**Excerpted data:**
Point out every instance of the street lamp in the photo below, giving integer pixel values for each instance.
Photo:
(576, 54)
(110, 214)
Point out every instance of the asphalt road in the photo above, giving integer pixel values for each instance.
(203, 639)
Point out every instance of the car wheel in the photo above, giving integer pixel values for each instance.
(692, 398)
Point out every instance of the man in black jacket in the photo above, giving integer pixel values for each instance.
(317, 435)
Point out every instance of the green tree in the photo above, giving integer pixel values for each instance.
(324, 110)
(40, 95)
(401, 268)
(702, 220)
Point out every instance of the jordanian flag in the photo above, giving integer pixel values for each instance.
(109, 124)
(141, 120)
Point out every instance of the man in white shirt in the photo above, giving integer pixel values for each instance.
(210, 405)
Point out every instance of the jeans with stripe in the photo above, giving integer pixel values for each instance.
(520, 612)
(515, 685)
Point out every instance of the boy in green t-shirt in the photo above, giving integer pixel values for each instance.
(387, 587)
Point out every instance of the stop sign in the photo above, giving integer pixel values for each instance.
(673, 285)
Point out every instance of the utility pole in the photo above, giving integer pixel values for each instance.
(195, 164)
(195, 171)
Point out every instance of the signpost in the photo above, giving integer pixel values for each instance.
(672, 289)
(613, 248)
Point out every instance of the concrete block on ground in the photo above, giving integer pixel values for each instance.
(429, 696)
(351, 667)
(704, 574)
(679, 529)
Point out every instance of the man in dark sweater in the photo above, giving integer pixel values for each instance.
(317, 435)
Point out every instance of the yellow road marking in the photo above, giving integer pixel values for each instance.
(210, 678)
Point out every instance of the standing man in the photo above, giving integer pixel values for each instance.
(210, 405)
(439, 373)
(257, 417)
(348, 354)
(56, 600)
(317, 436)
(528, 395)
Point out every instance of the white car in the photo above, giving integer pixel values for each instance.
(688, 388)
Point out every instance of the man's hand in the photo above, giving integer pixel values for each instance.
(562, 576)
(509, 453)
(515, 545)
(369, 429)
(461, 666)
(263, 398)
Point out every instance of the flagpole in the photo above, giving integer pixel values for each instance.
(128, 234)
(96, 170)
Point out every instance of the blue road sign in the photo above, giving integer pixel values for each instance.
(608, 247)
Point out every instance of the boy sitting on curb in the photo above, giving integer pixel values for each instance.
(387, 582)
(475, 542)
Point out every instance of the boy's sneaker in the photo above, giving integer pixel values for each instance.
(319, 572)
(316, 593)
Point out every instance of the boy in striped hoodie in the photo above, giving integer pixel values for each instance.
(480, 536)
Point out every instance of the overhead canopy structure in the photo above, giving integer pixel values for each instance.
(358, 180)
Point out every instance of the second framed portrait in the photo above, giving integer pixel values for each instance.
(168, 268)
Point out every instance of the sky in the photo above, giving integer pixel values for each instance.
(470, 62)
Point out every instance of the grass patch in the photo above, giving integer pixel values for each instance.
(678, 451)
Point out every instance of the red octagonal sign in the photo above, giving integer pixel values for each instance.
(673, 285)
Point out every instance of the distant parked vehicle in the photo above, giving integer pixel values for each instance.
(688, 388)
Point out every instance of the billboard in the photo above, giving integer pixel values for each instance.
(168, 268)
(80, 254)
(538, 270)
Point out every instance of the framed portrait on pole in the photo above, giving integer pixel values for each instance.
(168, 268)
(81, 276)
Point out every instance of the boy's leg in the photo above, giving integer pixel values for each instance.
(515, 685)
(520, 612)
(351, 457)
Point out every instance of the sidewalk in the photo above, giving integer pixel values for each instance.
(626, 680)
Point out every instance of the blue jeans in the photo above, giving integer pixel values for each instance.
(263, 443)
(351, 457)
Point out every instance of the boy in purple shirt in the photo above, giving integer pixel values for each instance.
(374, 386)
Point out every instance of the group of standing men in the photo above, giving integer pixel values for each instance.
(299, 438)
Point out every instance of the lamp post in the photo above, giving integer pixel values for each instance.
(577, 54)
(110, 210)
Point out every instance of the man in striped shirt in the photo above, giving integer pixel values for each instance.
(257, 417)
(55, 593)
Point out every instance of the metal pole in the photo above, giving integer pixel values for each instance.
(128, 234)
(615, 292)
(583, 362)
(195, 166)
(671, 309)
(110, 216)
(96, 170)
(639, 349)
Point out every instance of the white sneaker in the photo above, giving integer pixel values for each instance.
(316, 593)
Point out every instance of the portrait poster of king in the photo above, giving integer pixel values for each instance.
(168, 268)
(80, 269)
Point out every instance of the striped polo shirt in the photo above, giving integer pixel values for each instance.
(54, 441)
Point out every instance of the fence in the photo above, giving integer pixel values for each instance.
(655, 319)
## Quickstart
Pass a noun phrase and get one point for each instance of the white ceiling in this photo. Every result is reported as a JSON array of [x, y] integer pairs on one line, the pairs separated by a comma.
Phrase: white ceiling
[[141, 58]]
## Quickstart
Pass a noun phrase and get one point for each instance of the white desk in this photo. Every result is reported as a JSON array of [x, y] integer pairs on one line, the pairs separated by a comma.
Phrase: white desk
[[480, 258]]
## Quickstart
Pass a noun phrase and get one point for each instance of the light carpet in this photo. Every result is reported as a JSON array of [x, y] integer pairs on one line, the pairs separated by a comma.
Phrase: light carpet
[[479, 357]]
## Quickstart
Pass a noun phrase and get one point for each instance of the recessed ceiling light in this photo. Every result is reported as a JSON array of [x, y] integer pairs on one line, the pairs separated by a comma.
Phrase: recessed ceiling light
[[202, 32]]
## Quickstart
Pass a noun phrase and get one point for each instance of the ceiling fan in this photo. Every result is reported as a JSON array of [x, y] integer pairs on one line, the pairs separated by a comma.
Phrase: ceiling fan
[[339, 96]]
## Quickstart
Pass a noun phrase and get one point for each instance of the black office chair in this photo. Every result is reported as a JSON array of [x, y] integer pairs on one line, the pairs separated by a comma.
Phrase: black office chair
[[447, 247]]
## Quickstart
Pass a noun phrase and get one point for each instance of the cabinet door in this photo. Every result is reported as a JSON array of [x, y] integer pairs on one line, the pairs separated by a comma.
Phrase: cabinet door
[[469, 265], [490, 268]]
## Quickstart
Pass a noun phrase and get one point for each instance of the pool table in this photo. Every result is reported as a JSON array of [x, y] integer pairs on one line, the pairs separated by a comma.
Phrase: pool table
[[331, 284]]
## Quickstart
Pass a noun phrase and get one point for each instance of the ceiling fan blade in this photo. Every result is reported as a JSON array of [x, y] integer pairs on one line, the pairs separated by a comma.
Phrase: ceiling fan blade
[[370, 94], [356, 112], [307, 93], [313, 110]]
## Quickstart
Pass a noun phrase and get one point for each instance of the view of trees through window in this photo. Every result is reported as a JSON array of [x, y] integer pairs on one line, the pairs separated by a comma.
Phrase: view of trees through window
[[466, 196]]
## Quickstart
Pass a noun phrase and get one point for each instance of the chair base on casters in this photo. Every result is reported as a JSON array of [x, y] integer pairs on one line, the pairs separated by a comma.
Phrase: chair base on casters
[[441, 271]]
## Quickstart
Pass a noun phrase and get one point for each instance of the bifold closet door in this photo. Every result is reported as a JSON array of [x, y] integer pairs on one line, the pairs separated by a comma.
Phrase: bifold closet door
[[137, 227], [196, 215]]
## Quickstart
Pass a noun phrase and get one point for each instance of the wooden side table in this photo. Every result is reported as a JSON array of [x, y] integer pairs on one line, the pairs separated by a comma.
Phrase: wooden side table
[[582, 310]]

**Directive:** Write out the rows above verbatim, from the line with "Point out every instance of the metal" to the line with "[[339, 96]]", including both of those lines.

**Answer to the problem:**
Point out every instance of the metal pole in the photo above, giving integer pixel values for each instance.
(128, 234)
(615, 292)
(583, 362)
(195, 166)
(671, 309)
(110, 216)
(96, 170)
(639, 349)
Point out every instance of the white sneaker in the photo above, giving integer pixel values for each instance.
(316, 593)
Point out every instance of the portrait poster of king in the photo above, giving integer pixel values for each instance.
(168, 268)
(80, 269)
Point out every instance of the striped polo shirt in the photo above, giving integer pixel values for each instance.
(54, 441)
Point out every instance of the fence in the photo above, giving integer pixel values for each instance.
(655, 319)
## Quickstart
Pass a noun phrase and get one point for each instance of the white ceiling in this photo. Every result is reported as a JSON array of [x, y] integer pairs on one line, the pairs separated by a comma.
Phrase: white ceiling
[[141, 58]]
## Quickstart
Pass a noun phrase and get one point for each instance of the white desk in this photo. Every result is reported as a JSON array of [x, y] integer pairs on one line, the pairs separated by a comma.
Phrase: white desk
[[480, 258]]
## Quickstart
Pass a noun phrase and get one point for each instance of the light carpet in this photo. Every result is reported as a JSON array of [x, y] integer pairs on one line, the pairs separated by a comma.
Phrase: light carpet
[[479, 357]]
## Quickstart
Pass a noun phrase and get one point for each instance of the recessed ceiling light in this photo. Every result is reported as a JSON array of [x, y] integer pairs on one line, the pairs separated by a comma.
Phrase: recessed ceiling light
[[202, 32]]
## Quickstart
Pass a noun phrase and get one point for each instance of the ceiling fan in this photo. Every result is reported as a JSON array of [x, y] integer pairs on one line, the pairs separated by a comma.
Phrase: ceiling fan
[[339, 96]]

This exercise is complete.